BEGIN SELECTED EXTRACT

Modifying your lifestyle and taking medication is not an either/or choice. Adopting a healthy lifestyle is critical for the prevention of high blood pressure and an indispensable part of managing it. Think of these changes as a “lifestyle prescription” and make every effort to comply with them. They aren't optional!

Lifestyle modifications can reduce blood pressure, prevent or delay high blood pressure, enhance the effectiveness of blood pressure medications, and overall lower your risk of heart attack, heart disease and stroke.

Elements of the "lifestyle prescription"

  • Weight control: Losing as few as 10 pounds reduces blood pressure and/or prevents hypertension in many overweight people (people with a Body Mass Index of 25 or greater), although the ideal is to maintain normal body weight. Learn more about managing your weight.
  • Diet: Healthy eating also improves blood pressure. In particular the DASH (Dietary Approaches to Stop Hypertension) eating plan has proven effective and easy to follow. The DASH diet emphasizes fruits, vegetables, fat-free or low-fat milk and milk products, whole grain foods, fish, poultry, beans, seeds and nuts. It also contains less salt and sodium, sweets, added sugars and sugar-containing beverages, fats and red meat than the typical American diet. According to one study, it reduced systolic and diastolic blood pressure by 5.5 and 3.0 mm Hg compared to the control diet (what the average American eats). Learn more about diet and nutrition.

END SELECTED EXTRACT
BEGIN MATERIAL SHOWN

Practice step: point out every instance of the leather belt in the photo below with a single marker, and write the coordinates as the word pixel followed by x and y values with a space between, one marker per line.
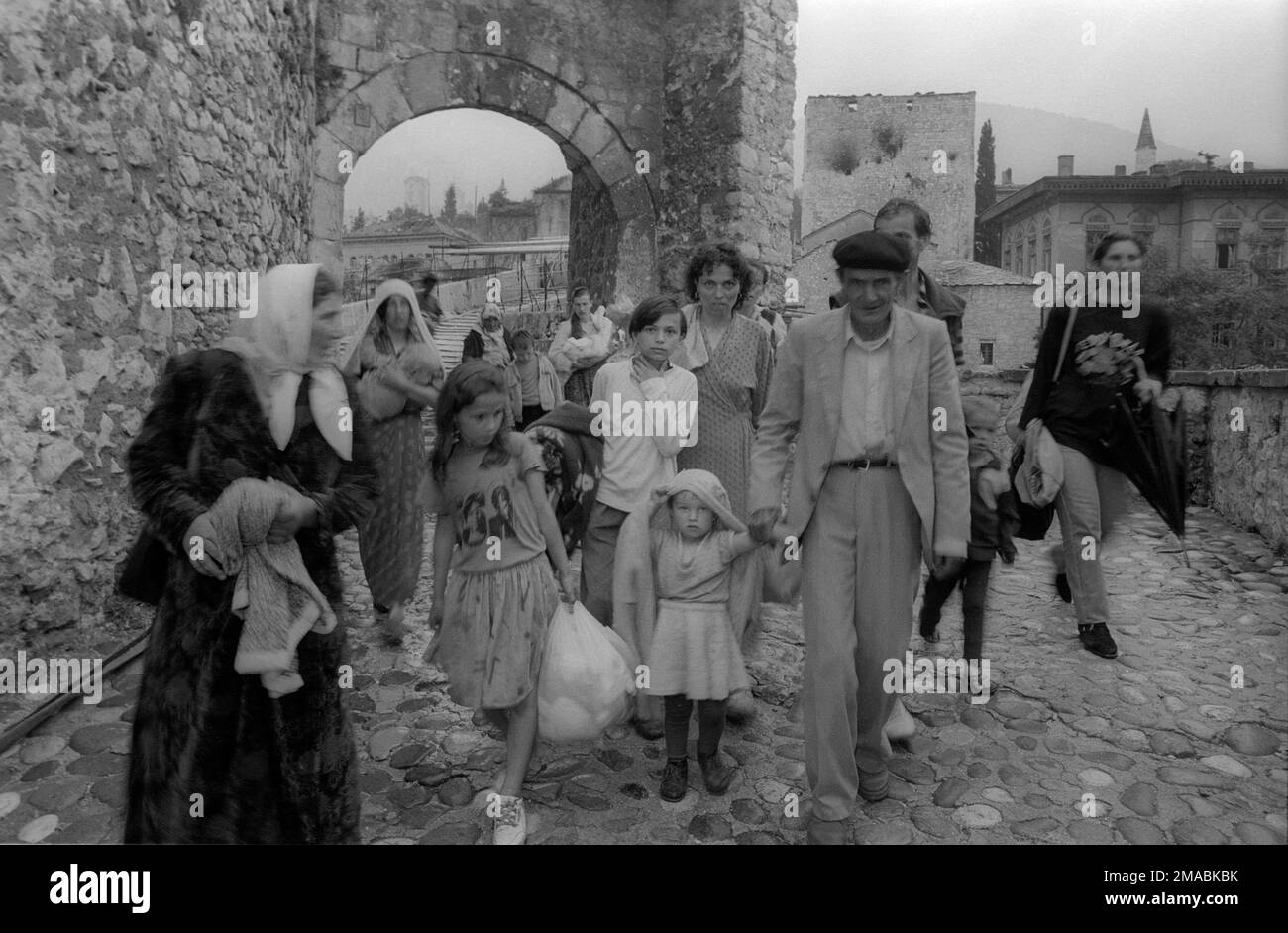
pixel 866 464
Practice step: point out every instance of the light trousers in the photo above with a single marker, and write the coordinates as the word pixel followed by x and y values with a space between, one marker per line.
pixel 1089 504
pixel 861 567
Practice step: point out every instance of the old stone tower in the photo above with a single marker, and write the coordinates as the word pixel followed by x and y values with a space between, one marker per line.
pixel 1146 151
pixel 215 136
pixel 863 151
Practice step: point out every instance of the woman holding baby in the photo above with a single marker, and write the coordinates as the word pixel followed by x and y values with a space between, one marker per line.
pixel 400 373
pixel 580 348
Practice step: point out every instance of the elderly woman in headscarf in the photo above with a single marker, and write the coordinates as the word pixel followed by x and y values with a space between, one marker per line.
pixel 489 340
pixel 400 373
pixel 269 404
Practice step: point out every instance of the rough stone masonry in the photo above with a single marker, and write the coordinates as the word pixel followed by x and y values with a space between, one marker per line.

END MATERIAL SHOWN

AIM OF THE TASK ::
Summarize the text on lifestyle changes for high blood pressure in two sentences. The rows come from a different source than the text.

YOUR SOLUTION ::
Lifestyle changes are a required part of preventing and managing high blood pressure alongside medication, and they can lower blood pressure, prevent or delay hypertension, make medications work better, and reduce the risk of heart attack, heart disease and stroke. Two elements of this "lifestyle prescription" are weight control, since losing as few as 10 pounds helps many overweight people, and healthy eating such as the DASH plan, which in one study lowered systolic and diastolic pressure by 5.5 and 3.0 mm Hg.